Coordinate annotation items:
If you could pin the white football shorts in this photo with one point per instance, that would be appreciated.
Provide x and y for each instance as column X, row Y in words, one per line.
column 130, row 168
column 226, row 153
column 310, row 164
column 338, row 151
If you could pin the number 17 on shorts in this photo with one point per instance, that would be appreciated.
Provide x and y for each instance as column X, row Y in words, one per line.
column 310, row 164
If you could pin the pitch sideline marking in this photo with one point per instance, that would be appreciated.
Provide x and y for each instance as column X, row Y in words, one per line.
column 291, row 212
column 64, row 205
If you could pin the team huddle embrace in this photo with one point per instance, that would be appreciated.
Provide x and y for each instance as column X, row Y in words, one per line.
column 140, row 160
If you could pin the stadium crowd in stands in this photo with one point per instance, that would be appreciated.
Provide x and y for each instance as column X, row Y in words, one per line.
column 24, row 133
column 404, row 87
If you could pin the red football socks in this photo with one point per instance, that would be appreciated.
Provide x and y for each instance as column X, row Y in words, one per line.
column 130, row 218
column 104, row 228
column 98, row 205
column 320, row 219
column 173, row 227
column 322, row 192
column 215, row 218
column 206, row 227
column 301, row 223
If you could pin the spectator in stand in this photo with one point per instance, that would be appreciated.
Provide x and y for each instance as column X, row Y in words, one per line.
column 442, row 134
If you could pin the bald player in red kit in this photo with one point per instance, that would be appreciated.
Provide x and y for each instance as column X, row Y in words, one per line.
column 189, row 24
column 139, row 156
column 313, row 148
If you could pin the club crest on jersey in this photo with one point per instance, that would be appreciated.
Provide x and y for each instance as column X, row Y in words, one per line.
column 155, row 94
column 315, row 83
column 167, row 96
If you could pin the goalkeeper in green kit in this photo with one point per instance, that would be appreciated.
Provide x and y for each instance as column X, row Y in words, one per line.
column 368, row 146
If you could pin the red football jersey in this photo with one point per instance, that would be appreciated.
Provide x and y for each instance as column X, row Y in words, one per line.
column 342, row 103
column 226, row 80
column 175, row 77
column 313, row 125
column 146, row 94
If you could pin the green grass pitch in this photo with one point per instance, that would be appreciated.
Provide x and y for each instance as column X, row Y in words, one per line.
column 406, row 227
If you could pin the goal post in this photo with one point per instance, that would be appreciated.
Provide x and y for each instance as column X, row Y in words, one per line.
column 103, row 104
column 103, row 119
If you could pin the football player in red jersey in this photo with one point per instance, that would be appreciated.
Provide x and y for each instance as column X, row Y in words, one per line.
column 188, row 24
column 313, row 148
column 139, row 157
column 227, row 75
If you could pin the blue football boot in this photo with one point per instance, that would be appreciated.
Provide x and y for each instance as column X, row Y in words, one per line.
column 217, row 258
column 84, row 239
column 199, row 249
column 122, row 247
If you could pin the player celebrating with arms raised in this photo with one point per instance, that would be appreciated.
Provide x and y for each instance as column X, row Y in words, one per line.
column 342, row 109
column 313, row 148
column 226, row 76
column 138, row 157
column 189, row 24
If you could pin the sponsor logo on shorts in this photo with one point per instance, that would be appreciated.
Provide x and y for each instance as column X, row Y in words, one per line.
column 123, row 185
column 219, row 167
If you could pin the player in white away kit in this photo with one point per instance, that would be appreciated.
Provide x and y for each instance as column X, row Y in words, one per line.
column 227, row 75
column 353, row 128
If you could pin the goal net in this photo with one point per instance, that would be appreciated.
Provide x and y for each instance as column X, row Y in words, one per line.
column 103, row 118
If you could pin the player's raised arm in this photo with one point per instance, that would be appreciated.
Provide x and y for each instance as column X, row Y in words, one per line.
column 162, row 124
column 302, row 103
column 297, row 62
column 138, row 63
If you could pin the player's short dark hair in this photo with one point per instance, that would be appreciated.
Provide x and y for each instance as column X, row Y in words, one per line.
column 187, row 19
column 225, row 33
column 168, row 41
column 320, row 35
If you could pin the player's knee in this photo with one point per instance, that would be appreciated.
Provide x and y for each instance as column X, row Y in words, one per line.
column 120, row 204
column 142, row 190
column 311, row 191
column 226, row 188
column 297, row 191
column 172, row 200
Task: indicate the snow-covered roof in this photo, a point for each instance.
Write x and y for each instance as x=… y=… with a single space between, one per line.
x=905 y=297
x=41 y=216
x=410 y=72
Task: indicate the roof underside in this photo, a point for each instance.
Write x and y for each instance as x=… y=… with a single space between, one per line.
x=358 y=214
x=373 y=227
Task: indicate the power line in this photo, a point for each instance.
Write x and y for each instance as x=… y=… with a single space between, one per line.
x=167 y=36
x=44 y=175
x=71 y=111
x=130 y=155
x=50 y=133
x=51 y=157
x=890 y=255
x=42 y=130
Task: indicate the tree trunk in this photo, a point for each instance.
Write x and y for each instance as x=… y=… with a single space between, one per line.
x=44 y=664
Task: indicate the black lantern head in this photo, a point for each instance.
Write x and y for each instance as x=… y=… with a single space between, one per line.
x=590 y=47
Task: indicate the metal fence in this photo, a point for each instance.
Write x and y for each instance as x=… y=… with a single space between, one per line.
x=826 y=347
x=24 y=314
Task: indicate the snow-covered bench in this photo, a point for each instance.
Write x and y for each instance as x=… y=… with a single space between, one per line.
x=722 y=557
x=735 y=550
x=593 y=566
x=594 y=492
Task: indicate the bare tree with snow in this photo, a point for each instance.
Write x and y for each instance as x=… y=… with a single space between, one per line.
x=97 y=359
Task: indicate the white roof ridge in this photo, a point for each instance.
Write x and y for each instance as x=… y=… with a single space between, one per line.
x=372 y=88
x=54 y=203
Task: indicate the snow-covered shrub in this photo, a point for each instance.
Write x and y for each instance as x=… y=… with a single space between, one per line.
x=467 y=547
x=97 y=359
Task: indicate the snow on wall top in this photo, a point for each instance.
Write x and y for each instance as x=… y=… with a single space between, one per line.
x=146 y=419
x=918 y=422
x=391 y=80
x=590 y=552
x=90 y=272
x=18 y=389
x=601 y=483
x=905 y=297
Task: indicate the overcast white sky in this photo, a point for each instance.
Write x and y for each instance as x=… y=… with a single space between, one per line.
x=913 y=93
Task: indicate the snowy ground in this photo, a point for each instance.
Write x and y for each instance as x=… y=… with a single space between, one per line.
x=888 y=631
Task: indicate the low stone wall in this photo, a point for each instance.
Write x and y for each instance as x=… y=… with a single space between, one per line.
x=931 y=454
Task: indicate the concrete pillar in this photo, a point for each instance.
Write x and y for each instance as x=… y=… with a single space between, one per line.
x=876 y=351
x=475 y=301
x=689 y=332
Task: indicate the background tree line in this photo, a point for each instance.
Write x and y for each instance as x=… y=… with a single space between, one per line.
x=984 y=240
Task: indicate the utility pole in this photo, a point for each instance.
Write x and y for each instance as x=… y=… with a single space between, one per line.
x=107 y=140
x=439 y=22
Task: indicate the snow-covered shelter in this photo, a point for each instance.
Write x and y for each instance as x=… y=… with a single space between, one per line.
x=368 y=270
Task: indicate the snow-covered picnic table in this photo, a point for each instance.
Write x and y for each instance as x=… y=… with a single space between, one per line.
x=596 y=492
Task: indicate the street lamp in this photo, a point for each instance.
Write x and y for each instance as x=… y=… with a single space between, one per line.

* [The problem]:
Render all the lines of the items above as one numbered list, skipping any blank lines.

* [Task answer]:
1. If you could pin the white football shorts in this photo with one point per instance, that would be appreciated.
2. Provide x and y for each instance as column X, row Y in words, one per line.
3. column 130, row 168
4. column 226, row 153
5. column 310, row 164
6. column 338, row 151
7. If you could pin the number 17 on shorts in this photo with one point per instance, that would be appreciated.
8. Provide x and y for each instance as column X, row Y in words, one per line.
9. column 310, row 164
10. If you could pin the pitch sideline marking in this photo with one point per instance, that would be appreciated.
11. Provide x and y for each instance as column X, row Y in words, one per line.
12. column 291, row 212
13. column 64, row 205
14. If you could pin the team huddle embrace in this photo with one point per instance, that would be appreciated.
15. Provide x and y for each instance as column X, row Y in words, one per line.
16. column 140, row 160
17. If you could pin the stadium crowd in stands in this photo with one point per instance, that would be appreciated.
18. Provide x and y for each instance as column X, row Y in words, one per line.
19. column 24, row 133
20. column 404, row 87
21. If you could pin the red football socks in this photo with one point per instance, that would be appreciated.
22. Provide x and y for each instance as column X, row Y in words, one per line.
23. column 130, row 218
24. column 104, row 228
25. column 98, row 205
26. column 320, row 219
27. column 173, row 227
28. column 322, row 192
29. column 215, row 218
30. column 206, row 227
31. column 301, row 223
32. If you could pin the spectator in stand in this photo with one point per instance, that would be appreciated.
33. Provide x and y for each instance as column X, row Y in words, one per line.
34. column 442, row 134
35. If you could pin the bald player in red kit in this photo with one point per instance, that would be appreciated.
36. Provide x and y for each instance as column X, row Y in words, one per line.
37. column 189, row 24
38. column 139, row 156
39. column 313, row 148
40. If you could pin the club crest on jersey in this photo with one point per instance, that would be appreciated.
41. Provide x and y for each instance as column X, row Y in words, one per line.
42. column 155, row 94
43. column 315, row 83
44. column 167, row 96
45. If you could pin the goalkeeper in green kit in this photo with one point per instance, that would be appreciated.
46. Provide x and y for each instance as column X, row Y in words, one per line.
47. column 368, row 146
48. If you could pin the red football jersey in this photo with one point per instance, that would be appreciated.
49. Provide x and y for each instance as column X, row Y in words, one per line.
50. column 342, row 103
51. column 226, row 80
52. column 175, row 77
53. column 313, row 125
54. column 146, row 94
55. If you could pin the green grass pitch in this photo with one point per instance, that would be appreciated.
56. Provide x and y for each instance as column X, row Y in words, one per line.
57. column 406, row 227
58. If you could pin the goal post in this photo with one point per instance, that would be appreciated.
59. Provide x and y for each instance as column X, row Y in words, one per line.
60. column 103, row 104
61. column 103, row 119
62. If you could pin the football player in red jersey in this photo with one point per instance, that would be appreciated.
63. Provide x and y for each instance as column X, row Y in words, one per line.
64. column 188, row 24
65. column 313, row 148
66. column 139, row 157
67. column 227, row 75
68. If you could pin the blue football boot in this photo with one point per instance, that would be appreciated.
69. Provide x and y for each instance as column X, row Y in words, one per line.
70. column 217, row 258
71. column 84, row 239
72. column 199, row 249
73. column 122, row 247
74. If you could pin the player celebrating with arms raised in this photo with one point per instance, that would be appreciated.
75. Provide x and y for each instance as column X, row Y in words, one per line.
76. column 342, row 109
77. column 313, row 148
78. column 226, row 76
79. column 138, row 157
80. column 189, row 24
81. If you could pin the sponsor logo on shorts in this photo with one point per instance, that would be appreciated.
82. Provide x and y for each instance as column X, row Y in words, one per line.
83. column 123, row 185
84. column 219, row 167
85. If you could pin the player in white away kit in this photo with one point per instance, that would be appreciated.
86. Provide x and y for each instance as column X, row Y in words, one per line.
87. column 227, row 75
88. column 353, row 128
89. If you could pin the goal net in this photo with one point per instance, that would be appreciated.
90. Provide x and y for each instance as column X, row Y in words, one per line.
91. column 103, row 118
92. If you could pin the player's raised arm in this photo with one point per instance, that would be appreciated.
93. Provide x and y for each instance as column X, row Y in words, one per line.
94. column 162, row 124
95. column 302, row 103
96. column 297, row 62
97. column 138, row 63
98. If you could pin the player's short dark hair in this photo with one point per instance, that would be appreciated.
99. Provide x and y for each instance as column X, row Y in words, one per line.
100. column 187, row 19
101. column 225, row 33
102. column 168, row 41
103. column 320, row 35
104. If you could pin the player's knee in this photo with one point per instance, that would be appreciated.
105. Provide x and y for each instance as column X, row Y in words, one per line.
106. column 120, row 204
107. column 142, row 190
108. column 311, row 191
109. column 226, row 188
110. column 297, row 191
111. column 172, row 200
112. Task: indicate the snow-covered roof in this photo, a point for each instance.
113. Write x and y for each instance as x=… y=… with a single space between, one per line.
114. x=905 y=297
115. x=41 y=216
116. x=410 y=72
117. Task: indicate the roof underside in this photo, a point for each instance.
118. Write x and y for each instance as x=… y=… with a single space between, one per line.
119. x=358 y=214
120. x=373 y=227
121. Task: indicate the power line in this photo, a point for each instance.
122. Write x and y for each instance as x=… y=… with a single space between, one per line.
123. x=167 y=36
124. x=44 y=175
125. x=71 y=111
126. x=130 y=155
127. x=50 y=133
128. x=51 y=157
129. x=890 y=255
130. x=42 y=130
131. Task: indicate the tree trunk in this photo, a point for each instance.
132. Write x and y for each instance as x=… y=… with a single space between, one per line.
133. x=44 y=664
134. Task: indicate the black lantern head in this photo, a point for each instance.
135. Write x and y for each instance as x=… y=… with a single space between, one per line.
136. x=590 y=47
137. Task: indicate the metal fence in this photo, a point for each instance.
138. Write x and y for each instance as x=… y=… with a single space between, one per line.
139. x=826 y=347
140. x=24 y=314
141. Task: indicate the snow-covered bench in this photo, a point for each instance.
142. Write x and y for each instance as x=… y=… with a single space between, one per line.
143. x=722 y=557
144. x=735 y=550
145. x=593 y=566
146. x=594 y=492
147. Task: indicate the bare tree with snow in this photo, a point for each instance.
148. Write x and y for each instance as x=… y=… with a single space between, one per line.
149. x=97 y=359
150. Task: indicate the white roof ridge in this photo, a point for each instance.
151. Write x and y for each instance as x=… y=… with a single space between, one per line.
152. x=372 y=88
153. x=54 y=203
154. Task: indicate the snow-covered shrub in this photo, a point for each instance.
155. Write x and y for each instance as x=… y=… with a single space between, one per line.
156. x=467 y=547
157. x=97 y=359
158. Task: indicate the snow on wall top in this photo, a point for each instance.
159. Write x and y for each instance as x=… y=… with a single space between, one per line.
160. x=146 y=419
161. x=918 y=422
162. x=391 y=80
163. x=590 y=552
164. x=90 y=272
165. x=18 y=389
166. x=601 y=483
167. x=905 y=297
168. Task: indicate the overcast white sky in this photo, a point for each instance.
169. Write x and y for each instance as x=… y=… with a single space between, one per line.
170. x=913 y=93
171. Task: indicate the snowy ground in this photo, a point for each instance.
172. Write x and y for each instance as x=… y=… with a single space between, one per line.
173. x=888 y=631
174. Task: indicate the low stone wall in this photo, a point for each instance.
175. Write x and y for each instance as x=… y=… with a single space between, one per line.
176. x=931 y=454
177. Task: indicate the concrete pillar in this photo, a point for each instance.
178. Write x and y for each instance as x=… y=… with a single space between, one per line.
179. x=876 y=351
180. x=475 y=301
181. x=689 y=332
182. Task: indicate the background tree line in this photo, a point for each instance.
183. Write x and y for each instance as x=… y=… with a single space between, one per line.
184. x=984 y=240
185. Task: indicate the utility pole in this photo, a point for each instance.
186. Write x and y for each instance as x=… y=… with a single space between, one per line.
187. x=107 y=140
188. x=439 y=22
189. Task: indicate the snow-covered shelter in this photo, a point for each instance.
190. Write x and y for each instance as x=… y=… with a single space between, one per line.
191. x=368 y=270
192. Task: indicate the snow-covered picnic table in this photo, a point for each instance.
193. Write x and y for each instance as x=… y=… with a single space between, one per line.
194. x=596 y=492
195. Task: indicate the street lamp in this photo, a point for each instance.
196. Write x and y for each instance as x=… y=… with a single space between, one per line.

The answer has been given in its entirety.